*** Input ***
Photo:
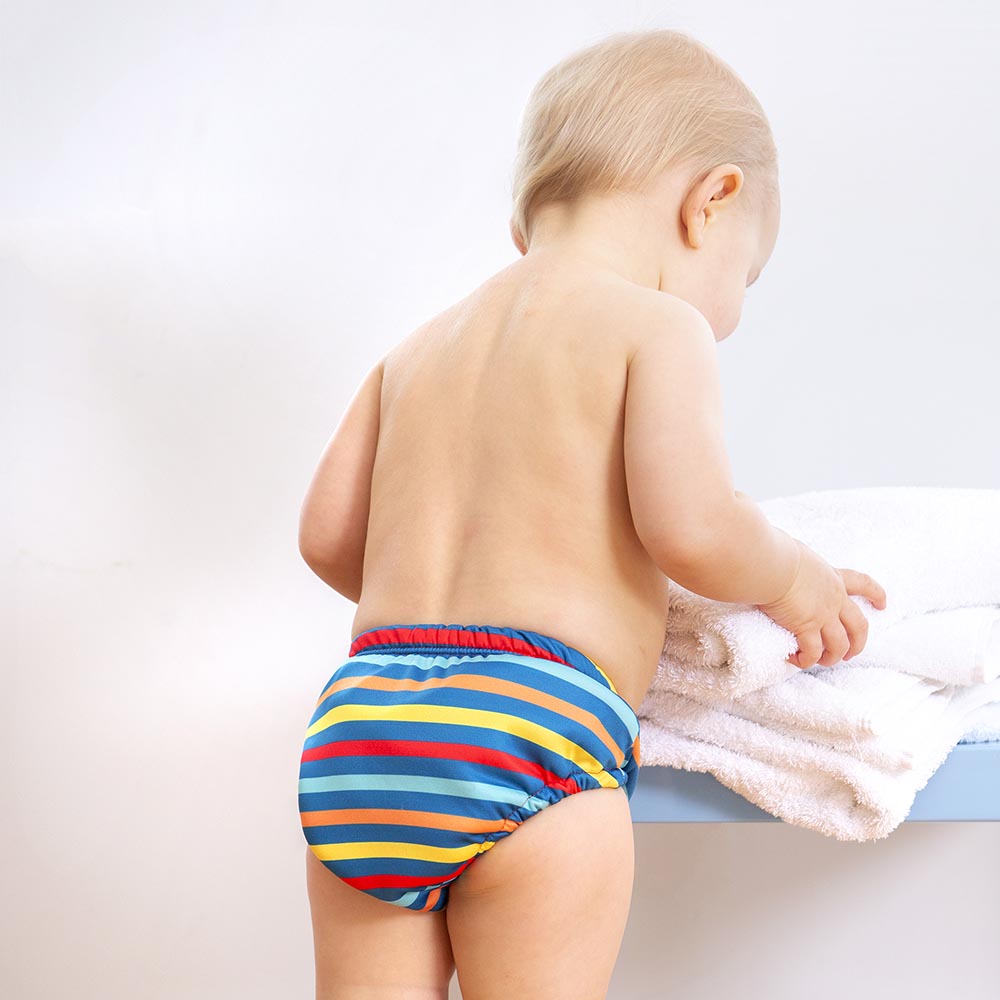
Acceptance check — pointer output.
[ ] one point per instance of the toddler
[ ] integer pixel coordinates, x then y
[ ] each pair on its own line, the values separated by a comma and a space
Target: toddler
***
What this task involves
The answer must be the line containing "[ ] one point per instance of the toddler" and every line after it through the last line of the records above, repeated exactly.

Task response
[ ] one point per instance of the toddler
[ ] integer pixel coordinates, x then y
[ ] each pair on its own line, the values separated by a comma and a space
Target: toddler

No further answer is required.